<<<<
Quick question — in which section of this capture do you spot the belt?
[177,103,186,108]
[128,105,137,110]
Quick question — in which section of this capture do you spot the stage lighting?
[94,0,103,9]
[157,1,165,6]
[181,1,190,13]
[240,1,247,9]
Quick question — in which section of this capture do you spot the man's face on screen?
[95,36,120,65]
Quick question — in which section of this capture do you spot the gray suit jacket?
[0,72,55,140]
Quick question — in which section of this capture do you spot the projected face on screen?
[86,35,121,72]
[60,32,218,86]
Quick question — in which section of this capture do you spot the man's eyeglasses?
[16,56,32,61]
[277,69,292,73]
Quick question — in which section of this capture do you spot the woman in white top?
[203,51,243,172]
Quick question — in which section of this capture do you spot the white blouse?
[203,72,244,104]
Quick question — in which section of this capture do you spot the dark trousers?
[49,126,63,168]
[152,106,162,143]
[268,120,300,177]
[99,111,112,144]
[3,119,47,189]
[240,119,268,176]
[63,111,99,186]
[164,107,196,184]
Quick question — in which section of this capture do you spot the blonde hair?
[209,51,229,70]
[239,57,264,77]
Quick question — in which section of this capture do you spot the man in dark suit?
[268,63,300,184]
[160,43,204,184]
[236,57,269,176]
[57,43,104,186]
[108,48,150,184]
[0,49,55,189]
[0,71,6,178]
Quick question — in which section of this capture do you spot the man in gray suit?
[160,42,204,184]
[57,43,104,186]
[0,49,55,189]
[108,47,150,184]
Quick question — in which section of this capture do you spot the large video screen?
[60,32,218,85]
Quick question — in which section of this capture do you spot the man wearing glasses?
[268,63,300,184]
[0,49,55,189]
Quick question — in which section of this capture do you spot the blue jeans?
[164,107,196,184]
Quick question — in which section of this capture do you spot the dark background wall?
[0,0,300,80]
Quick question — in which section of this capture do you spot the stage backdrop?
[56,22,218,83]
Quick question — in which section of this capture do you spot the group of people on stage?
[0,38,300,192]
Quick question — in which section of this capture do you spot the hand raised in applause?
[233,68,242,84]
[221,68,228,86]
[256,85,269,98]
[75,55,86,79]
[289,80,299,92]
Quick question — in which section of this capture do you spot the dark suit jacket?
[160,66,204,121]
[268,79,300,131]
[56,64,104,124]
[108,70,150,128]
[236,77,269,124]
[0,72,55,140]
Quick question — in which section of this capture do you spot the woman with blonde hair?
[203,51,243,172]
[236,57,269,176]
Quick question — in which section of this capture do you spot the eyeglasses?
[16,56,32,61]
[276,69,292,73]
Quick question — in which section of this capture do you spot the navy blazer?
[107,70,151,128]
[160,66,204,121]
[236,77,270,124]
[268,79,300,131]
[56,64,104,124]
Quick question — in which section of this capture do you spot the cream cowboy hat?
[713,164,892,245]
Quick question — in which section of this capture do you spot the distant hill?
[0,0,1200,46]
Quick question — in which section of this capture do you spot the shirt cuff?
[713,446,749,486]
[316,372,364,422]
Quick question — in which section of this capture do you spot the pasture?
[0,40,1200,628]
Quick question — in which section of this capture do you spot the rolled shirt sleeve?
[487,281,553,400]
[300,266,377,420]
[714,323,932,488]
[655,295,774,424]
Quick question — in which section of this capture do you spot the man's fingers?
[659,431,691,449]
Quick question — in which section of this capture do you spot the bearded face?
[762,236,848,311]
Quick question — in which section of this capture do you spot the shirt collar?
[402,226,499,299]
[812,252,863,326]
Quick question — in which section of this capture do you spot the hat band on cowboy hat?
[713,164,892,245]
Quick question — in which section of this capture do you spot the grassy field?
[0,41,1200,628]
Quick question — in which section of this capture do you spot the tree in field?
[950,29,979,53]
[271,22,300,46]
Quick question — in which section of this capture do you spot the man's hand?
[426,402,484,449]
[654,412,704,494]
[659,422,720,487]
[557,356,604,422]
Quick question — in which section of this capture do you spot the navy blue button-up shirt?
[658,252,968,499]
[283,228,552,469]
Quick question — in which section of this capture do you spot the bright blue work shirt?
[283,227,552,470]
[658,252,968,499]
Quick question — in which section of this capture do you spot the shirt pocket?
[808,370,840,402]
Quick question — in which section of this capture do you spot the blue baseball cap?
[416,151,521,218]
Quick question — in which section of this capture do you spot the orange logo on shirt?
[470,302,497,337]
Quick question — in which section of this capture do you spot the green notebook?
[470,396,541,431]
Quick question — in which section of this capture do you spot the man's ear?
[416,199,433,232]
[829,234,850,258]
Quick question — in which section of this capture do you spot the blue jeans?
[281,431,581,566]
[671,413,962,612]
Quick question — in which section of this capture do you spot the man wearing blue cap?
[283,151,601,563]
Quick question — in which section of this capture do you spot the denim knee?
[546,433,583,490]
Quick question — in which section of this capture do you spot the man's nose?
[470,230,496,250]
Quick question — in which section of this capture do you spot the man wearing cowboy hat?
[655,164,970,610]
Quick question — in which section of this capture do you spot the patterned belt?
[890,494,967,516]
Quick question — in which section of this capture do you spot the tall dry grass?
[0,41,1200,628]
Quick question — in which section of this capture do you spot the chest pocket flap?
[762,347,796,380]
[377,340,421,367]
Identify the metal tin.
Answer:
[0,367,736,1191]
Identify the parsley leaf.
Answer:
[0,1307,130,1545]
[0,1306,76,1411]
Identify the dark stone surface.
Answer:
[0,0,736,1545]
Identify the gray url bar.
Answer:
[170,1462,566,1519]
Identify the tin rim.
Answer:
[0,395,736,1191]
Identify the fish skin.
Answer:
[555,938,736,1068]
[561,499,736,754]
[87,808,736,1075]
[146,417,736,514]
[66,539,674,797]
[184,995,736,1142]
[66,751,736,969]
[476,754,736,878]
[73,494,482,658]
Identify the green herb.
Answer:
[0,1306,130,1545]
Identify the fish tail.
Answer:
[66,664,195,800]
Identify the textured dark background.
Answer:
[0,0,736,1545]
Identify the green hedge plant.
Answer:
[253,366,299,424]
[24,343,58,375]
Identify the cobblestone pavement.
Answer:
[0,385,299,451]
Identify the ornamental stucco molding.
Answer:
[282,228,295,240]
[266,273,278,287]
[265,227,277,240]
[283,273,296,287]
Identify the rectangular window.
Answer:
>>>>
WRITTEN PROBLEM » Copy the lines above word for word.

SOLUTION TO THIS TASK »
Quick question — in which section of this capture do you spot the belt?
[177,103,186,108]
[128,105,137,110]
Quick question — in which section of this capture do you spot the stage lighting?
[94,0,103,9]
[157,1,165,6]
[181,1,190,13]
[240,1,247,9]
Quick question — in which section of this capture do you spot the man's face on screen?
[95,36,120,65]
Quick question — in which section of this capture do you spot the gray suit jacket?
[0,72,55,140]
Quick question — in which section of this capture do you spot the projected face on screen?
[86,35,121,72]
[60,32,218,86]
Quick question — in which section of this capture do you spot the man's eyeglasses?
[16,56,32,61]
[277,69,292,73]
Quick question — in which section of this capture do you spot the woman in white top?
[203,51,243,172]
Quick question — in which section of this capture do you spot the white blouse?
[203,72,244,104]
Quick question — in which section of this capture do you spot the dark trousers?
[49,126,63,168]
[152,106,162,143]
[268,120,300,177]
[99,111,112,144]
[3,119,47,189]
[240,119,268,176]
[63,111,99,186]
[164,107,196,184]
Quick question — in which section of this capture do you spot the blonde hair?
[209,51,229,70]
[239,57,264,77]
Quick question — in which section of this capture do you spot the man in dark suit?
[268,63,300,184]
[160,43,204,184]
[236,57,269,176]
[57,43,104,186]
[108,48,150,184]
[0,49,55,189]
[0,71,6,178]
Quick question — in which section of this capture do you spot the man in gray suit?
[160,42,204,184]
[57,43,104,186]
[0,49,55,189]
[108,47,150,184]
Quick question — in which section of this capture do you spot the large video screen?
[60,32,218,85]
Quick question — in which section of this capture do you spot the man wearing glasses?
[268,63,300,184]
[0,49,55,189]
Quick question — in which section of this capture do you spot the blue jeans?
[164,107,196,184]
Quick question — in which section of this capture do you spot the dark background wall?
[0,0,300,80]
Quick question — in which section of this capture do you spot the stage backdrop?
[56,22,218,83]
Quick question — in which section of this capture do you spot the group of people on stage?
[0,38,300,192]
Quick question — in which section of this capture do you spot the hand raised in applause?
[233,68,242,84]
[221,68,228,86]
[256,85,269,98]
[75,55,86,79]
[289,80,299,92]
Quick question — in which section of this capture do you spot the dark suit jacket?
[160,66,204,121]
[268,79,300,131]
[56,64,104,124]
[108,70,150,128]
[236,77,269,124]
[0,72,55,140]
Quick question — in which section of this capture do you spot the woman with blonde hair?
[203,51,243,172]
[236,57,269,176]
Quick question — in which section of this capture do you spot the eyeglasses?
[16,56,32,61]
[276,69,292,73]
Quick question — in which section of this capture do you spot the navy blazer?
[107,70,151,128]
[160,66,204,121]
[236,77,270,124]
[268,79,300,131]
[56,64,104,124]
Quick question — in which section of this capture do you spot the cream cowboy hat?
[713,164,892,245]
Quick question — in which section of this capture do you spot the distant hill?
[0,0,1200,46]
Quick question — in which section of this capture do you spot the shirt cuff?
[713,446,749,486]
[316,372,364,422]
Quick question — in which section of this capture do you spot the pasture?
[0,40,1200,628]
Quick question — in which section of this capture do you spot the rolled shirt sleeve?
[487,281,553,400]
[300,266,377,420]
[714,323,932,488]
[655,295,774,424]
Quick question — in which section of this capture do you spot the man's fingers?
[659,431,691,449]
Quick question — in which section of this capture do you spot the bearded face?
[762,236,848,311]
Quick question — in which section of this capture do you spot the shirt collar?
[402,226,499,299]
[812,252,863,326]
Quick question — in which section of this capture do you spot the hat band on cowboy hat?
[713,164,892,245]
Quick question — in which section of this capture do you spot the grassy field?
[0,41,1200,628]
Quick question — in which section of this capture do you spot the tree in field?
[950,29,979,53]
[271,22,300,46]
Quick question — in which section of this capture do you spot the man's hand?
[426,402,484,449]
[654,412,704,494]
[659,422,720,487]
[557,356,604,422]
Quick question — in which section of this capture do you spot the navy blue button-up shirt?
[658,252,968,499]
[283,228,552,469]
Quick question — in which section of this capture do you spot the bright blue work shirt?
[283,227,552,470]
[658,252,968,499]
Quick question — in which section of this capture do you spot the shirt pocket?
[808,370,840,402]
Quick question — in which section of this capture do you spot the blue baseball cap?
[416,151,521,218]
Quick question — in which section of this capture do you spot the orange logo on shirt?
[470,302,497,337]
Quick question — in which section of this capture do you spot the green notebook?
[470,396,541,431]
Quick question — in which section of this capture do you spot the man's ear?
[416,199,433,232]
[829,234,850,258]
Quick question — in which section of this capture do you spot the blue jeans?
[281,431,581,566]
[671,413,962,612]
Quick question — in which section of this capture do you spot the man wearing blue cap?
[283,151,601,563]
Quick question — in which section of this capture do you spot the denim knee?
[546,433,583,490]
Quick question — in which section of this capture do you spot the man's nose?
[470,230,496,250]
Quick question — in which section of this capture do you spot the man wearing cowboy hat?
[655,164,970,610]
Quick question — in which section of this capture do you spot the patterned belt?
[890,494,967,516]
Quick question — in which section of this capture do you spot the tall dry grass?
[0,41,1200,628]
Quick question — in which section of this capture do you spot the chest pocket flap?
[762,347,796,380]
[377,340,421,367]
Identify the metal tin.
Answer:
[0,367,736,1191]
Identify the parsley leaf.
Answer:
[0,1307,130,1545]
[0,1306,76,1411]
Identify the dark stone surface.
Answer:
[0,0,736,1545]
Identify the gray url bar.
Answer:
[170,1462,566,1519]
Identify the tin rim.
Answer:
[0,395,736,1191]
Identify the fish skin.
Answer:
[555,938,736,1068]
[561,499,736,754]
[87,808,736,1075]
[146,417,736,514]
[66,539,674,797]
[184,995,736,1142]
[66,751,736,969]
[476,754,736,878]
[73,494,482,658]
Identify the green herb.
Answer:
[0,1306,130,1545]
Identify the fish tail.
Answer:
[66,664,195,800]
Identify the textured dark background.
Answer:
[0,0,736,1545]
Identify the green hedge plant.
Answer:
[253,366,299,424]
[24,343,58,375]
Identify the cobblestone pavement.
Answer:
[0,385,299,451]
Identify the ornamental stucco molding.
Answer:
[282,228,295,240]
[266,273,278,287]
[265,227,277,240]
[283,273,296,287]
Identify the rectangular window.
Answer:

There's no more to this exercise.